#### Items ####

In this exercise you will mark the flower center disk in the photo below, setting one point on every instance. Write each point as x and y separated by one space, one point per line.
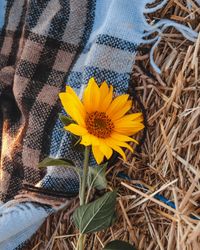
99 124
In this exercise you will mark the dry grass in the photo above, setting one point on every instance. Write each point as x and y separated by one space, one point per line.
169 161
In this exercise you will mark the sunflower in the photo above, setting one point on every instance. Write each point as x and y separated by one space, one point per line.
101 120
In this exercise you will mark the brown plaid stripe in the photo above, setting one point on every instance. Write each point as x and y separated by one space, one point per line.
41 50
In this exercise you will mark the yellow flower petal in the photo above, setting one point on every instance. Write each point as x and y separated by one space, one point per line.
98 155
104 91
89 139
105 149
91 96
72 107
117 104
120 137
76 129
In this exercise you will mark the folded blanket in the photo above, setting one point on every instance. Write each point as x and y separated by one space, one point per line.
44 45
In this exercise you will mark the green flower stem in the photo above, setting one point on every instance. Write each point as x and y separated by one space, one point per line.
84 177
81 238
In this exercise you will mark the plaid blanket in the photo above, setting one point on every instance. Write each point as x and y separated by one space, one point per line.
44 45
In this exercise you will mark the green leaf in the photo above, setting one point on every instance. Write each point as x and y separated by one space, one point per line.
118 245
97 215
66 120
55 162
97 177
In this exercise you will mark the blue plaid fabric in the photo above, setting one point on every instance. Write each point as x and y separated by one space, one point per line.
45 45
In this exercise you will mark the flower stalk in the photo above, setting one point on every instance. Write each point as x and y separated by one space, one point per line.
83 191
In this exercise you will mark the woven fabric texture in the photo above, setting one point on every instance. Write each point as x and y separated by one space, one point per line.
44 45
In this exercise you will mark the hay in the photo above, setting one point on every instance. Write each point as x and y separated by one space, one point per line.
170 158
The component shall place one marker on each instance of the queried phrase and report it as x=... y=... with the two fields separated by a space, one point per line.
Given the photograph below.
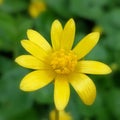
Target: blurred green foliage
x=14 y=22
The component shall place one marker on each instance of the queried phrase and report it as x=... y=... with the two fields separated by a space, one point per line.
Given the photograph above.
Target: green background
x=14 y=22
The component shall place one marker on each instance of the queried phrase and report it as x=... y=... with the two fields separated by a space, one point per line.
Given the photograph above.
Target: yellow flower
x=97 y=29
x=36 y=7
x=61 y=64
x=62 y=115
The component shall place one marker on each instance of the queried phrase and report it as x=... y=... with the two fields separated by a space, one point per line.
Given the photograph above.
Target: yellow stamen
x=63 y=62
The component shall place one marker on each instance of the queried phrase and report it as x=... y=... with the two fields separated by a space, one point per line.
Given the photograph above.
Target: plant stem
x=56 y=114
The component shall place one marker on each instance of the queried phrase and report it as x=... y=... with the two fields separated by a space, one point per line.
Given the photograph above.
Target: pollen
x=63 y=62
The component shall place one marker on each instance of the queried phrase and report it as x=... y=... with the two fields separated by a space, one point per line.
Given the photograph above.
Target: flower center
x=63 y=62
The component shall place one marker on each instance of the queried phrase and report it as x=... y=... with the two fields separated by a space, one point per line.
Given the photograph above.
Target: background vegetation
x=14 y=22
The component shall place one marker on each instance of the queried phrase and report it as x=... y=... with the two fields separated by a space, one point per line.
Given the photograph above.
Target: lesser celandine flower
x=97 y=29
x=61 y=64
x=36 y=7
x=62 y=115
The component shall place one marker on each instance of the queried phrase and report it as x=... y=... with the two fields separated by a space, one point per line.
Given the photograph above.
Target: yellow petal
x=68 y=34
x=61 y=92
x=36 y=80
x=38 y=39
x=86 y=44
x=31 y=62
x=56 y=31
x=93 y=67
x=84 y=86
x=34 y=49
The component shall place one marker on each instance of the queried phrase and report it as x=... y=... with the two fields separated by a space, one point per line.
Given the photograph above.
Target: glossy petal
x=31 y=62
x=93 y=67
x=56 y=31
x=36 y=80
x=34 y=49
x=38 y=39
x=86 y=44
x=68 y=34
x=61 y=92
x=84 y=86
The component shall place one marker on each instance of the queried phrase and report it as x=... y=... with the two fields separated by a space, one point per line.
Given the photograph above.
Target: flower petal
x=84 y=87
x=34 y=49
x=68 y=34
x=31 y=62
x=86 y=44
x=38 y=39
x=93 y=67
x=56 y=31
x=61 y=92
x=36 y=80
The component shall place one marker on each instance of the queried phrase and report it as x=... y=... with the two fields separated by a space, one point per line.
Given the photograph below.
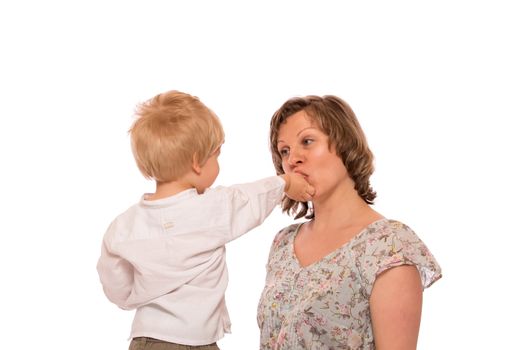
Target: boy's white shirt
x=166 y=258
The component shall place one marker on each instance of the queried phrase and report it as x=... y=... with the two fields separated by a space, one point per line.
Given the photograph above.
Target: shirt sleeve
x=116 y=276
x=250 y=204
x=393 y=246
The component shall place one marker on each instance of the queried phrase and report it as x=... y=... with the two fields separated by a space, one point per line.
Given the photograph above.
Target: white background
x=437 y=86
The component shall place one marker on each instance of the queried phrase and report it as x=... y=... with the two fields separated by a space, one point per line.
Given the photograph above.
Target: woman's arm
x=395 y=306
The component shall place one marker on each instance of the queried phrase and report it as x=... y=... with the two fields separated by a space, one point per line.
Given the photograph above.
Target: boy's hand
x=297 y=188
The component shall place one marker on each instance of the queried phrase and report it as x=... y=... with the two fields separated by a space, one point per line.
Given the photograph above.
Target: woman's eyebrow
x=310 y=127
x=300 y=131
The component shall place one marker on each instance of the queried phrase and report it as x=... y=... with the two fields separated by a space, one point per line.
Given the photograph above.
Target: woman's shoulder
x=385 y=229
x=286 y=234
x=391 y=243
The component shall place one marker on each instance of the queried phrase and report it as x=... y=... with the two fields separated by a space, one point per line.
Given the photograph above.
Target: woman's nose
x=295 y=157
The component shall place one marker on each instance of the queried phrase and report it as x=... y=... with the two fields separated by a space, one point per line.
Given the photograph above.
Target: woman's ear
x=195 y=166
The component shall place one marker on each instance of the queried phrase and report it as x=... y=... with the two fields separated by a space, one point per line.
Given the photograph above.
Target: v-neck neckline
x=333 y=252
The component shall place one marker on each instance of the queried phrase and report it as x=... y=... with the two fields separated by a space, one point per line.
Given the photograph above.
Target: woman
x=348 y=278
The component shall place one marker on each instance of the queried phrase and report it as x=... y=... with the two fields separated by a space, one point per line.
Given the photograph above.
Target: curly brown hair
x=338 y=121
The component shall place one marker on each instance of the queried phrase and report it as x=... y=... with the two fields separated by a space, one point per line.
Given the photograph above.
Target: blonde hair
x=338 y=121
x=171 y=129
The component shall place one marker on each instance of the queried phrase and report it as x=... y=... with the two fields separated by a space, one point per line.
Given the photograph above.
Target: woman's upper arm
x=395 y=307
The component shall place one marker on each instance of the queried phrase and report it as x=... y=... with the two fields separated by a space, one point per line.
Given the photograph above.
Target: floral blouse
x=325 y=305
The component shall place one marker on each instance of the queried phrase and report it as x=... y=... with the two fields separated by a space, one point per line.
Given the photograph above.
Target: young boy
x=165 y=256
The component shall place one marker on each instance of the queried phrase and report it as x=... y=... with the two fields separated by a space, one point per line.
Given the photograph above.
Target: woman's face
x=303 y=147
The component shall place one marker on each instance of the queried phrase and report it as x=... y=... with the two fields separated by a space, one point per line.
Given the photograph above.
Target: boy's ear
x=195 y=165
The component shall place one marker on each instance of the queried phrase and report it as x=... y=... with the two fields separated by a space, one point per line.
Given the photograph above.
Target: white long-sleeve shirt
x=166 y=258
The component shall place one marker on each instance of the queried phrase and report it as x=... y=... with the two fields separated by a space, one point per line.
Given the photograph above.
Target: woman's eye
x=307 y=141
x=283 y=152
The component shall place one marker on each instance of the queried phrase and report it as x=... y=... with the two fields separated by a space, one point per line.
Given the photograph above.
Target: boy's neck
x=168 y=189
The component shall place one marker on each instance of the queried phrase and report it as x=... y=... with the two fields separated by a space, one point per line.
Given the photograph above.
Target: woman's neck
x=341 y=209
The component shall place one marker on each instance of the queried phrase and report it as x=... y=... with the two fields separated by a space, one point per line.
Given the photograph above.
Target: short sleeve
x=395 y=244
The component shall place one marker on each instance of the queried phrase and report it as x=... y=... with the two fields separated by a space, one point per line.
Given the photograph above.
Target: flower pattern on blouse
x=325 y=305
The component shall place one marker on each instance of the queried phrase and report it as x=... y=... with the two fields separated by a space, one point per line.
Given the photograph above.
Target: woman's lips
x=301 y=173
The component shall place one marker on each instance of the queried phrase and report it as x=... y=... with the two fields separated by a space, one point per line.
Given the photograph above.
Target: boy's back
x=166 y=258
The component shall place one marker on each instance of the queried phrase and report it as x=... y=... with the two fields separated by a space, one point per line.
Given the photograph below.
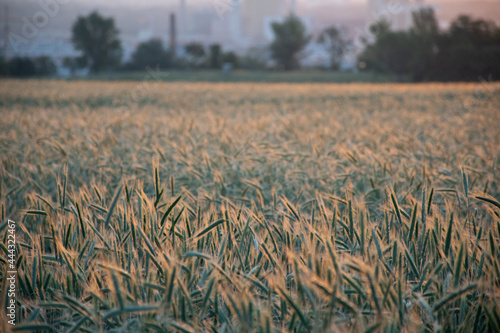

####

Task statement: Please select and copy every line of the records above that contains the word "petal", treating uppercase and lowercase as different.

Correct response:
In this exercise you will mark the yellow flower petal in the photo above, setting one point on every instance. Write each point as x and y separated by one space, one point per line.
Target: yellow petal
Target: glossy petal
Target: flower petal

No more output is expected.